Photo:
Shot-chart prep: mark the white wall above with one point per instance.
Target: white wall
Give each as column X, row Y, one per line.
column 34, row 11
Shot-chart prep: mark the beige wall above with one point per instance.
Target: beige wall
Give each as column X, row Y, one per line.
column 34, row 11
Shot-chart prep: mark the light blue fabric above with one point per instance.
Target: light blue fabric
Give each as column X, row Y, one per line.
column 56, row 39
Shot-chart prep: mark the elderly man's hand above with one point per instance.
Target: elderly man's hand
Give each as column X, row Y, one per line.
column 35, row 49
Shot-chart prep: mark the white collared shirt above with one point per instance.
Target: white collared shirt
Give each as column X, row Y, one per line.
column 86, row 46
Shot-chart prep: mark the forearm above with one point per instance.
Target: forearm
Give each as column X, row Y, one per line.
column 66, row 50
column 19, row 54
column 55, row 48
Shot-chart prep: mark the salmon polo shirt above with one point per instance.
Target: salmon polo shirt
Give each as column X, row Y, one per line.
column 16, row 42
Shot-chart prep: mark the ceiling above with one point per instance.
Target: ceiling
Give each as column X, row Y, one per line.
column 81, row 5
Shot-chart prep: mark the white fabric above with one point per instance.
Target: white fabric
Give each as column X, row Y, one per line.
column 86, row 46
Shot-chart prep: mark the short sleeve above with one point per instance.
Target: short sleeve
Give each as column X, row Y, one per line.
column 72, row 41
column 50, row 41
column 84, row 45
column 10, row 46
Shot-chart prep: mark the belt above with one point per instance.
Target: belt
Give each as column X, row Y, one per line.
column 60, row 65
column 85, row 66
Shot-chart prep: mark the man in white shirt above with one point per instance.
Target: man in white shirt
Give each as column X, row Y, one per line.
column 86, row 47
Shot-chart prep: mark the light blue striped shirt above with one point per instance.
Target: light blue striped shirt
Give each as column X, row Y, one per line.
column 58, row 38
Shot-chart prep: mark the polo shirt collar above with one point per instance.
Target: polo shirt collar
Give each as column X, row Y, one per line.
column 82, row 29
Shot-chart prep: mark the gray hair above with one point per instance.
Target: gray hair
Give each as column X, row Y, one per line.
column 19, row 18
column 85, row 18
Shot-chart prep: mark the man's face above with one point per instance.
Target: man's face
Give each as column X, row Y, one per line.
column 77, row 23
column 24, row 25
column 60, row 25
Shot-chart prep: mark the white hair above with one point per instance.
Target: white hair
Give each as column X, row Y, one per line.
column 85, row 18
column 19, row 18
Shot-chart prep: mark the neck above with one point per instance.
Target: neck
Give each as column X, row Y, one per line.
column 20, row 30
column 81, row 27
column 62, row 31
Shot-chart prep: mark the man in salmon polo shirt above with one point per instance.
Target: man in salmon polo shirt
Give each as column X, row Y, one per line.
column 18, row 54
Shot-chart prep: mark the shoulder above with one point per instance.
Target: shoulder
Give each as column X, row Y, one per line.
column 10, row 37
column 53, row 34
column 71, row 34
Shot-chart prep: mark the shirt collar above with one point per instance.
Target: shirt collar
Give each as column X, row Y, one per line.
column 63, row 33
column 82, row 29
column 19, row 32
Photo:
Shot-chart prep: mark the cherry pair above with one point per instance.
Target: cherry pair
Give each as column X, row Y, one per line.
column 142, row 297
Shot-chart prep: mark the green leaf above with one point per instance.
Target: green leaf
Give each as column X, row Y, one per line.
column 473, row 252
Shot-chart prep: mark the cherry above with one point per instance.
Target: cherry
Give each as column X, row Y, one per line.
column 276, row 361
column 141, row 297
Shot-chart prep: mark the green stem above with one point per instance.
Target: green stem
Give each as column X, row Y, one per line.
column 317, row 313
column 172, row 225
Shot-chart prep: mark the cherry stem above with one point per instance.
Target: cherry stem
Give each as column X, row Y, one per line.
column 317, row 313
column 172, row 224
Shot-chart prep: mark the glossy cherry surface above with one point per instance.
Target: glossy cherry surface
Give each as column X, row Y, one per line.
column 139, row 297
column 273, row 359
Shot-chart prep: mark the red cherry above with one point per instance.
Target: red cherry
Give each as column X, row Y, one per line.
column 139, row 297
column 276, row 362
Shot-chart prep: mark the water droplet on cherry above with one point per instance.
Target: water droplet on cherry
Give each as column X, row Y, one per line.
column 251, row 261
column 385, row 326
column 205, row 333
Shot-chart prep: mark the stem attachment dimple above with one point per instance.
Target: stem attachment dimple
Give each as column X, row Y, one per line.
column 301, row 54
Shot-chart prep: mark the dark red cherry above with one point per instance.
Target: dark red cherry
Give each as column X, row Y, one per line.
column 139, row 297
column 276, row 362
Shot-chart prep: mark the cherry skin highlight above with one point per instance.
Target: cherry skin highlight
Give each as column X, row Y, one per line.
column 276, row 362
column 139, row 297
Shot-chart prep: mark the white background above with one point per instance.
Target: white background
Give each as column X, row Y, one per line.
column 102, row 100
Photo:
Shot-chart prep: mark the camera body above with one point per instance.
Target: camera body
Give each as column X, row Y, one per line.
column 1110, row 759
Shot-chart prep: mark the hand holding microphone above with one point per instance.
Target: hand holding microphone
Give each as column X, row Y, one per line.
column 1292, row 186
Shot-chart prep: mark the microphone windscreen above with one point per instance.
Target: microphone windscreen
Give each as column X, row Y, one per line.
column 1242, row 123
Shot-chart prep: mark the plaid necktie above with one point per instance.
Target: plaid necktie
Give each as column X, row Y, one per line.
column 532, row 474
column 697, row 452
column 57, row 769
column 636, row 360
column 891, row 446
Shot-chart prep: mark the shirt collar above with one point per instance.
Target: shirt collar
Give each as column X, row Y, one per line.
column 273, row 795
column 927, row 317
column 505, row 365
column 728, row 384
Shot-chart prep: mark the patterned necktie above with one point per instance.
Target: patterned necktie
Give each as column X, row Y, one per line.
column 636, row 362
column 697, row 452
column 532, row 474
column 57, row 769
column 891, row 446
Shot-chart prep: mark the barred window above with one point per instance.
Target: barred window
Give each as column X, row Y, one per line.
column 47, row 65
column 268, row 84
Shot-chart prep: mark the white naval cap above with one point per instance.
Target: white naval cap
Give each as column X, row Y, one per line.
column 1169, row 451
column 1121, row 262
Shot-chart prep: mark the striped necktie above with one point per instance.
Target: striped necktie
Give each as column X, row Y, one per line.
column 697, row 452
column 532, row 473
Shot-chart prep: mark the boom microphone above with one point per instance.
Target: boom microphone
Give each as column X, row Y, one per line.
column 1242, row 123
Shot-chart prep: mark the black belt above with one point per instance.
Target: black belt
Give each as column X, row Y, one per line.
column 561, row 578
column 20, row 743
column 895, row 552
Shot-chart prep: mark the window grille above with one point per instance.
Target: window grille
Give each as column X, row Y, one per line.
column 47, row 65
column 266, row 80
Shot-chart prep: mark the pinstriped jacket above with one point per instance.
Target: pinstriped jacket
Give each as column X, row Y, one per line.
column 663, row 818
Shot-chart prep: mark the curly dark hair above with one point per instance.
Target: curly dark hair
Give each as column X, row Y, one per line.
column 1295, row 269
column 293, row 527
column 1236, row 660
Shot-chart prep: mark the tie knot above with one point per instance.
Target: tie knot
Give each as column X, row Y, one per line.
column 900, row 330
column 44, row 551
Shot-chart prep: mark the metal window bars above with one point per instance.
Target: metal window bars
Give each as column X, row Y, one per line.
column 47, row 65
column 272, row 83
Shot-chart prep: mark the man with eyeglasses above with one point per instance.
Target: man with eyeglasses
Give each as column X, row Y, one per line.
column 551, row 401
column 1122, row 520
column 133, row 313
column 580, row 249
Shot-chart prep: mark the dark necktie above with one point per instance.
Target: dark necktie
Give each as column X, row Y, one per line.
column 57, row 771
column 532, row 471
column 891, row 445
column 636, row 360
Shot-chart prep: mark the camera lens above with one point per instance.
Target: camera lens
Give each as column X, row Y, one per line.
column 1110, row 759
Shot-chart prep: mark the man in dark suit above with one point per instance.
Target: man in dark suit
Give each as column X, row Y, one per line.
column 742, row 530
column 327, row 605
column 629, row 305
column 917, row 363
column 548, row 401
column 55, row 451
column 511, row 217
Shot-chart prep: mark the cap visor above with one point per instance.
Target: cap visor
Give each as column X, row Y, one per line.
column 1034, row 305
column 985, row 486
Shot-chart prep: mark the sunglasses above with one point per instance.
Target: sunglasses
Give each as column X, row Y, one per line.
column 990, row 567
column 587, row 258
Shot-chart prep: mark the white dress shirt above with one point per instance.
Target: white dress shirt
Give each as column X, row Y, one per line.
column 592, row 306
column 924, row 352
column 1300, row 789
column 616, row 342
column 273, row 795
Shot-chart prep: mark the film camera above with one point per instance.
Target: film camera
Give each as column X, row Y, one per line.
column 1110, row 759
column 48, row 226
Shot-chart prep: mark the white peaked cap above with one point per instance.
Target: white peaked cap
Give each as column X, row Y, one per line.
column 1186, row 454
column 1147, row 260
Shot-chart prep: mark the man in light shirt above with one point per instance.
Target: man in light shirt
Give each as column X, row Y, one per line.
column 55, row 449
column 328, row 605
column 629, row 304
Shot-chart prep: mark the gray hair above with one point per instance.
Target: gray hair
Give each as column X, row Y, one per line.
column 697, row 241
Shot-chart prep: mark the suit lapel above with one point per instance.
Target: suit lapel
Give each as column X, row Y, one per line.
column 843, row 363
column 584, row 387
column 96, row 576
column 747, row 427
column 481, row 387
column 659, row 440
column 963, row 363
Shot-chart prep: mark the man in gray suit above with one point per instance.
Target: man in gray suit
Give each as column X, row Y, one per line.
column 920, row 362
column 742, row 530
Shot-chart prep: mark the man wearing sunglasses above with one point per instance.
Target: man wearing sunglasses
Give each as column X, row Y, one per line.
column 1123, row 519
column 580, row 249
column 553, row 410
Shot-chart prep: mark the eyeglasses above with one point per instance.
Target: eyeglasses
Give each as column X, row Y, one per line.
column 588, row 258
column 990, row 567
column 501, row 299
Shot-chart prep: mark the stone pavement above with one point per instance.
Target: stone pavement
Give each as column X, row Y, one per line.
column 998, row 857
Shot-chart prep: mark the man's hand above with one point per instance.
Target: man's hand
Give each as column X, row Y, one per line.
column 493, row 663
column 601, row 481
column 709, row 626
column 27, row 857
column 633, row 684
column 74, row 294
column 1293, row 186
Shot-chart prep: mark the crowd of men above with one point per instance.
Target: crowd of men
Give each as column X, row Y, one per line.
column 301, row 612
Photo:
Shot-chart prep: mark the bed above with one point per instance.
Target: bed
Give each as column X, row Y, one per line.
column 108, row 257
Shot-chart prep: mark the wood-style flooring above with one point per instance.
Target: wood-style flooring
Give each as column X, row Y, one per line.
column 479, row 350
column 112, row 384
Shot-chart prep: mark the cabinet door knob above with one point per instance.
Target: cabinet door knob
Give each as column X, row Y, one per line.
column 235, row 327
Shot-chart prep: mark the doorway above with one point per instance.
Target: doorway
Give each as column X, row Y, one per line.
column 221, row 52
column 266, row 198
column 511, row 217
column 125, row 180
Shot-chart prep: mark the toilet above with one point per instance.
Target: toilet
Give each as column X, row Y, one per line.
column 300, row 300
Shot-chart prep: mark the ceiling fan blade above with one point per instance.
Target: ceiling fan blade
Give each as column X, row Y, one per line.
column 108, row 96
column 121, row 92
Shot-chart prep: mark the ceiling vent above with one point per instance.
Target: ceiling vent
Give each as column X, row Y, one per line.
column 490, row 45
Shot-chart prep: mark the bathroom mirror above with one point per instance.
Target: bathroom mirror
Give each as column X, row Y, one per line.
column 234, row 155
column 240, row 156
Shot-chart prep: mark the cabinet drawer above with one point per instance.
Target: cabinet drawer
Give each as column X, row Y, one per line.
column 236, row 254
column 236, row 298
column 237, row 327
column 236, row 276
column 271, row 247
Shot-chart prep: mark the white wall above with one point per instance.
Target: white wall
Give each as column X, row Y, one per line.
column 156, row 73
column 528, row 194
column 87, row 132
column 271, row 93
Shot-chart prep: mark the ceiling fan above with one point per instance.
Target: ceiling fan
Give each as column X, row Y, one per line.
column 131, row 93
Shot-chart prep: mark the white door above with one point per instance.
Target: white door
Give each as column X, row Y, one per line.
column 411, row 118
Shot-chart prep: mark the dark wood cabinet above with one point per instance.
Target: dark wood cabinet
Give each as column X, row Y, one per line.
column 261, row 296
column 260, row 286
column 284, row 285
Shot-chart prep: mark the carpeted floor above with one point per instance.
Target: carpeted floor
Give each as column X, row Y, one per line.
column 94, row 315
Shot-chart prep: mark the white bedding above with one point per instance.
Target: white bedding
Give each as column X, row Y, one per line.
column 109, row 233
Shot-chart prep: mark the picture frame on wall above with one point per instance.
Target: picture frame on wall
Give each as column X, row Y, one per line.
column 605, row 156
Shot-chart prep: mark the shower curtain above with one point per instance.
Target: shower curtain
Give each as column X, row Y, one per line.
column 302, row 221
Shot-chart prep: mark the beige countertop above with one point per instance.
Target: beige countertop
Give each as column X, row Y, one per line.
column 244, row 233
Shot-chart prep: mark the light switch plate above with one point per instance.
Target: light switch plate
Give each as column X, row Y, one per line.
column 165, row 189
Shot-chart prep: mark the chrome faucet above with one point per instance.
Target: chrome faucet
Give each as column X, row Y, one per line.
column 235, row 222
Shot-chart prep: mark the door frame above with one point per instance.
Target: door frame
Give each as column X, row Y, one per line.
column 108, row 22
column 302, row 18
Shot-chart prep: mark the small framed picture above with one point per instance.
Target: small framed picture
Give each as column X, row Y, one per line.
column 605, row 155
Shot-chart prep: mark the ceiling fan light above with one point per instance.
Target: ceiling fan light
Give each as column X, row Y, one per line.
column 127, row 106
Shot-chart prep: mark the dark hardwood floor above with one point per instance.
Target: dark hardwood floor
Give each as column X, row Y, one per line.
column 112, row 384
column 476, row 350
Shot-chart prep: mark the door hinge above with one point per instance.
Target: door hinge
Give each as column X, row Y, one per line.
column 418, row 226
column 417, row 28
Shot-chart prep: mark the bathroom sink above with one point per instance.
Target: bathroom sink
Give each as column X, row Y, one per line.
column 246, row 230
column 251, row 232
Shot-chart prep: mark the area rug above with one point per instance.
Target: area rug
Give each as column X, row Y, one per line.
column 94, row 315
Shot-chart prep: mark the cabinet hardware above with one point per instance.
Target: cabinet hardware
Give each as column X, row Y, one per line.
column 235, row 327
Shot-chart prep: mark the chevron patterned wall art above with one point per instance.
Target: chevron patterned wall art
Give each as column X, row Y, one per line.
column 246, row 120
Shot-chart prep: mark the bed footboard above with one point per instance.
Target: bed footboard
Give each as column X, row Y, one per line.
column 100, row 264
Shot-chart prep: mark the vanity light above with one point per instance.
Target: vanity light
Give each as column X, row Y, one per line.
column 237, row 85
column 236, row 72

•••

*ABOUT THIS TASK:* Give the count of lines in the data above holding the word "hinge", and nothing beyond it.

*EXPECTED OUTPUT:* 2